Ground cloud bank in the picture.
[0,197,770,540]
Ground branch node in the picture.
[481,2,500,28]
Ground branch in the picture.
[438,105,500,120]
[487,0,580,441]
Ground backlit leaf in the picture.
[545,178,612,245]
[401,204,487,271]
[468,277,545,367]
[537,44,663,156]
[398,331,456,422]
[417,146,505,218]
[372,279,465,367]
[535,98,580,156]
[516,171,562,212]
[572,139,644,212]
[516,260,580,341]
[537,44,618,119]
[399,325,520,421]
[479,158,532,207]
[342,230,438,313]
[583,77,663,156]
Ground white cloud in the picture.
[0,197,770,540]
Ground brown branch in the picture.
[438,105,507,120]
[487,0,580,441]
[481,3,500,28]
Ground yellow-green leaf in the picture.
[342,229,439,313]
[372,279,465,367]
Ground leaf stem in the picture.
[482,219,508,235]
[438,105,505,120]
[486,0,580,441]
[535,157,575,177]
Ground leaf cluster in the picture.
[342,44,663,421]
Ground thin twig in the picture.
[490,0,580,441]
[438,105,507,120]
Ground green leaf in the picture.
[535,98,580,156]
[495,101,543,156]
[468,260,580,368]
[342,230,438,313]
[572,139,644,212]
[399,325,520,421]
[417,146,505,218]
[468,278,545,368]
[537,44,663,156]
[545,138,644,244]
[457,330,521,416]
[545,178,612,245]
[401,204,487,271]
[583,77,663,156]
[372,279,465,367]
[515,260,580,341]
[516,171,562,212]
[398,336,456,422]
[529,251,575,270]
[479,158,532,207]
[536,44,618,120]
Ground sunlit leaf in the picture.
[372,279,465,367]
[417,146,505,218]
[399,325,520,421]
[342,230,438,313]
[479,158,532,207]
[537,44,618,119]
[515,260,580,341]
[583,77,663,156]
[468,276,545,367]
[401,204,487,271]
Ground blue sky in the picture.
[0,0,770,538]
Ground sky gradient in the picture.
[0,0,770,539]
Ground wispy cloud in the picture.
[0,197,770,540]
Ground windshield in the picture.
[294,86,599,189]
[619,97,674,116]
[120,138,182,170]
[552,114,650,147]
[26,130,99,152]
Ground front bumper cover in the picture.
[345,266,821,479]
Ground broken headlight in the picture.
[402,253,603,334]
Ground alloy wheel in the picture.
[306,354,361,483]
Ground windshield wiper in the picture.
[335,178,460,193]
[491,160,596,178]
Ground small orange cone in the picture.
* * *
• **Required work**
Please recast the listing above as a Markdown table with the columns Row and Line. Give each line its own row, and leave out blank lines.

• **Problem solution**
| Row | Line |
|---|---|
| 1 | Ground cloud bank in the picture. |
| 2 | [0,197,770,540] |
| 3 | Ground branch node in the picture. |
| 4 | [481,2,500,28] |
| 5 | Ground branch in the picture. |
| 6 | [438,105,500,120] |
| 7 | [487,0,580,441] |
| 8 | Ground backlit leaf in the picture. |
| 9 | [545,178,612,245] |
| 10 | [401,204,487,271] |
| 11 | [468,277,545,367] |
| 12 | [537,44,663,156] |
| 13 | [398,331,456,422] |
| 14 | [417,146,505,218] |
| 15 | [372,279,465,367] |
| 16 | [535,98,580,156] |
| 17 | [516,171,562,212] |
| 18 | [572,139,644,212] |
| 19 | [516,260,580,341] |
| 20 | [537,44,618,119] |
| 21 | [399,325,520,421] |
| 22 | [479,158,532,207] |
| 23 | [342,230,438,313] |
| 24 | [583,77,663,156] |
| 25 | Ground white cloud in the picture. |
| 26 | [0,197,770,540] |
| 27 | Ground brown branch in the picture. |
| 28 | [438,105,507,120] |
| 29 | [487,0,580,441] |
| 30 | [481,3,500,28] |
| 31 | Ground yellow-green leaf in the picture. |
| 32 | [342,229,439,313] |
| 33 | [372,279,465,367] |
| 34 | Ground leaf stem in the picture. |
| 35 | [482,219,508,235] |
| 36 | [438,105,505,120] |
| 37 | [486,0,580,441] |
| 38 | [535,157,575,177] |
| 39 | Ground leaf cluster in the picture. |
| 40 | [342,44,663,421] |
| 41 | Ground thin twig in the picture. |
| 42 | [490,0,580,441] |
| 43 | [438,105,507,120] |
| 44 | Ground green leaf in the picture. |
| 45 | [535,98,580,156] |
| 46 | [495,101,543,156] |
| 47 | [468,260,580,368] |
| 48 | [342,230,438,313] |
| 49 | [572,139,644,212] |
| 50 | [399,325,520,421] |
| 51 | [417,146,505,218] |
| 52 | [468,278,545,368] |
| 53 | [537,44,663,156] |
| 54 | [545,138,644,244] |
| 55 | [457,330,521,416] |
| 56 | [545,178,612,245] |
| 57 | [401,204,487,271] |
| 58 | [583,77,663,156] |
| 59 | [372,279,465,367] |
| 60 | [515,260,580,341] |
| 61 | [516,171,562,212] |
| 62 | [398,336,456,422] |
| 63 | [529,251,575,270] |
| 64 | [479,158,532,207] |
| 65 | [536,44,618,120] |
| 66 | Ground sunlit leaf in the picture. |
| 67 | [372,279,465,367] |
| 68 | [417,146,505,218] |
| 69 | [399,325,520,421] |
| 70 | [342,230,438,313] |
| 71 | [479,158,532,207] |
| 72 | [537,44,618,119] |
| 73 | [515,260,580,341] |
| 74 | [583,77,663,156] |
| 75 | [468,276,545,367] |
| 76 | [401,204,487,271] |
| 77 | Ground blue sky in the picture. |
| 78 | [0,0,770,538] |
| 79 | Ground sky gradient in the picture. |
| 80 | [0,0,770,539] |
| 81 | Ground wispy cloud in the picture. |
| 82 | [0,197,770,540] |
| 83 | Ground windshield in the picture. |
| 84 | [294,86,599,189] |
| 85 | [619,97,674,116] |
| 86 | [120,138,182,170] |
| 87 | [552,114,650,147] |
| 88 | [26,130,99,152] |
| 89 | Ground front bumper cover in the picture. |
| 90 | [345,266,821,479] |
| 91 | Ground broken headlight in the picture. |
| 92 | [402,253,603,334] |
| 93 | Ground alloy wheel in the picture. |
| 94 | [306,354,361,483] |
| 95 | Ground windshield wiper in the picture. |
| 96 | [335,178,460,193] |
| 97 | [491,160,596,178] |
| 98 | Ground small orange cone in the picture. |